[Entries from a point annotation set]
+-------+

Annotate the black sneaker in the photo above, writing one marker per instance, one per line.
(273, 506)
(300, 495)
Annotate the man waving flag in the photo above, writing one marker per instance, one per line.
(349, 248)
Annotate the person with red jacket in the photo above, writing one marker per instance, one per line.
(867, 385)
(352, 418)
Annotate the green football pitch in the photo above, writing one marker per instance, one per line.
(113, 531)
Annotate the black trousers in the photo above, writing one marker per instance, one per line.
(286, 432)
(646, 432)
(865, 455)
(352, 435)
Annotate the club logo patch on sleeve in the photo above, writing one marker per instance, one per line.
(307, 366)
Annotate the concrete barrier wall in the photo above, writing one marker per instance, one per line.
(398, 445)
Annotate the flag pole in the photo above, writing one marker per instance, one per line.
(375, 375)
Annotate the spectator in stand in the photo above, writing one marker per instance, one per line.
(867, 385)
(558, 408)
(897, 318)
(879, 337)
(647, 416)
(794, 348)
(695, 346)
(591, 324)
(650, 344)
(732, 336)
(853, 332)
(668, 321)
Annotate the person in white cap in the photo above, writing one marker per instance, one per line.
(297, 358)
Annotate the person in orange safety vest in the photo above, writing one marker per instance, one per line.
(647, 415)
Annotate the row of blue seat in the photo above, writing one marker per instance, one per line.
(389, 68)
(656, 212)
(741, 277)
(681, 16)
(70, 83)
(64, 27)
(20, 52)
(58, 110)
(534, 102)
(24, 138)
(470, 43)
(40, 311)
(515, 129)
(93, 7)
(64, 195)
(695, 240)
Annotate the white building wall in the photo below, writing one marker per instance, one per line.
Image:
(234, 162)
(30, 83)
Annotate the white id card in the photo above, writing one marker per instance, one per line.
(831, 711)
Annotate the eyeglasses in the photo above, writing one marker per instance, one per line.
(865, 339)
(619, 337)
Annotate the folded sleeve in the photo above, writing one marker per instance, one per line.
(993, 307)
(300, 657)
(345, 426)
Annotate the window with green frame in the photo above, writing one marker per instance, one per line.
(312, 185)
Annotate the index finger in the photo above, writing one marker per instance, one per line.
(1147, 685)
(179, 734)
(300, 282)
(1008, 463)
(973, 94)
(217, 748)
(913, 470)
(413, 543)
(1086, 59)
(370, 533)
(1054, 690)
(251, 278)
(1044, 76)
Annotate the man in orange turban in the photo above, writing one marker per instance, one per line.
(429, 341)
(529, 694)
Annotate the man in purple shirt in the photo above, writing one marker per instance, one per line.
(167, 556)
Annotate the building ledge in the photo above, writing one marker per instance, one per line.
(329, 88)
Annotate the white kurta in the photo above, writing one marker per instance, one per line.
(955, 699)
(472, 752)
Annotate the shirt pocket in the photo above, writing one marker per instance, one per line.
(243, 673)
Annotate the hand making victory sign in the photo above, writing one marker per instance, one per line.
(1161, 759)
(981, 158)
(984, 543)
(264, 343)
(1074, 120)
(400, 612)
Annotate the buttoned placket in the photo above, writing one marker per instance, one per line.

+-------+

(Problem to work on): In the entries above, find the line containing "Annotate the window". Set down that line and every line after it through the last one, exactly and alone.

(The output):
Annotate the window with green frame in the photo above, writing one marker per instance, one per line.
(312, 185)
Annotate the index finger in the photo above, writing one marker per instance, one per line.
(1147, 685)
(179, 734)
(300, 282)
(1008, 463)
(973, 94)
(217, 748)
(913, 470)
(413, 543)
(1086, 59)
(370, 533)
(1054, 690)
(251, 278)
(1044, 76)
Annotate the man in orange turban in the photo above, writing one marker per instance, one per line.
(429, 341)
(529, 694)
Annotate the man in purple shirt in the photo above, writing one marker per instance, one per line.
(167, 556)
Annotate the building ledge in the photo above, writing one marker per instance, one per line.
(329, 88)
Annotate the white kurta in the photo above, writing one marker per instance, one per line.
(955, 699)
(472, 752)
Annotate the shirt pocket in the photo above, writing one marker per instance, one per line.
(243, 673)
Annotate the hand making victory sign in the photo above, writing one marker per instance, one per line.
(1161, 759)
(981, 158)
(984, 543)
(264, 343)
(1074, 120)
(400, 612)
Annotate the buttoned placket in the photo above, writing one marker per instance, one per line.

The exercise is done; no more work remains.